=== LEESFRAGMENT ===
+===+

1.3 De coach Uw persoonlijk begeleider, uw ‘coach’, speelt een belangrijke rol. Hij of zij ondersteunt u voor, tijdens én na uw opname. Uw partner of iemand anders kan uw coach zijn. Een coach is niet verplicht, maar we raden het u wel aan. Ervaring leert dat patiënten veel aan hun coach hebben. U heeft een kaart over de coach gehad, deze kunt u aan hem of haar geven. Door samen met u het hele traject van voorbereiding, opname en herstel te doorlopen, weet uw coach precies hoe u met uw knieprothese om moet gaan. Uw coach kent uw thuissituatie en neemt deel aan alle gesprekken. Coaches zijn de hele dag welkom op de verpleegafdeling en kunnen een maaltijd nemen op de afdeling. Een broodmaaltijd kost €3.50, een warme maaltijd €7.50. 1.4 De polikliniekassistente orthopedie De polikliniekassistente informeert en begeleidt u rondom uw opname voor de heupprothese. Zij neemt twee weken voor de operatie telefonisch contact met u op om u de uitslag van de eerder afgenomen neuskweek te vertellen en om eventuele vragen te beantwoorden. Verder is zij het vaste aanspreekpunt voor uw vragen, voor én na de opname. Meestal kan zij direct een antwoord geven en anders overlegt zij met de betreffende zorgverlener. Telefonisch spreekuur De polikliniek assistenten zijn dagelijks bereikbaar van 8.3017.00 voor vragen, telefoonnummer (040) 888 86 00. Minder dringende vragen mag u ook stellen via
[email protected]. Bij spoed buiten kantoortijden neemt u contact op met de spoedeisende hulp, locatie Veldhoven, telefoonnummer (040) 888 88 11.
Overige taken De polikliniekassistente orthopedie is ook het vaste aanspreekpunt voor uw huisarts, fysiotherapeut en wijkverpleegkundige. Bij vragen nemen zij contact met haar op. Na uw opname wordt u gebeld door de verpleegkundige van de verpleegafdeling. Zij informeert of de nabehandeling thuis goed verloopt. Zij stelt vragen over bijvoorbeeld uw mobiliteit, de wondgenezing, pijn en dergelijke. 1.5 Informatie over de anesthesie Voor de totale knieoperatie krijgt u een ruggenprik. Informatie hierover leest u in de folder “Anesthesie”. Deze krijgt u bij uw bezoek aan het P.O.S (pre-operatief spreekuur).

+===+

=== GEËXTRAHEERDE REGELS ===

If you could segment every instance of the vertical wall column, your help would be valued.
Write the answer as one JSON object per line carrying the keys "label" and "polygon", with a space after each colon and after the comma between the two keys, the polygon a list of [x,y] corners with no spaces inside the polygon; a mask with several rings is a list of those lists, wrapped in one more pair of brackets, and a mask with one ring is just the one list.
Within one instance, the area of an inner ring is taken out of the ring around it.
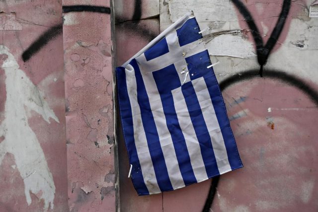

+===+

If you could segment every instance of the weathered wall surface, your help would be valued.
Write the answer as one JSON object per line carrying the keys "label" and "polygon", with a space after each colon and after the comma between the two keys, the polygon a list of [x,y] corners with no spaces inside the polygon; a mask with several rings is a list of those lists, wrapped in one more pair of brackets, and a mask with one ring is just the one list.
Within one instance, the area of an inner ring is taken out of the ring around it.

+===+

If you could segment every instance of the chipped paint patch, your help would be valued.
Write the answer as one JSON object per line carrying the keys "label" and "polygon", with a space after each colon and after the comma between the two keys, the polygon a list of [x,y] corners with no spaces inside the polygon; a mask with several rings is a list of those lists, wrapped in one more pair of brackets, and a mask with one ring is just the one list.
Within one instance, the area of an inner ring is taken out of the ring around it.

+===+

=== OPDRACHT ===
Zoek het alstublieft op in het leesfragment: hoeveel kost een warme maaltijd voor een coach op de verpleegafdeling?

=== ANTWOORDRUIMTE ===
Een warme maaltijd kost €7.50.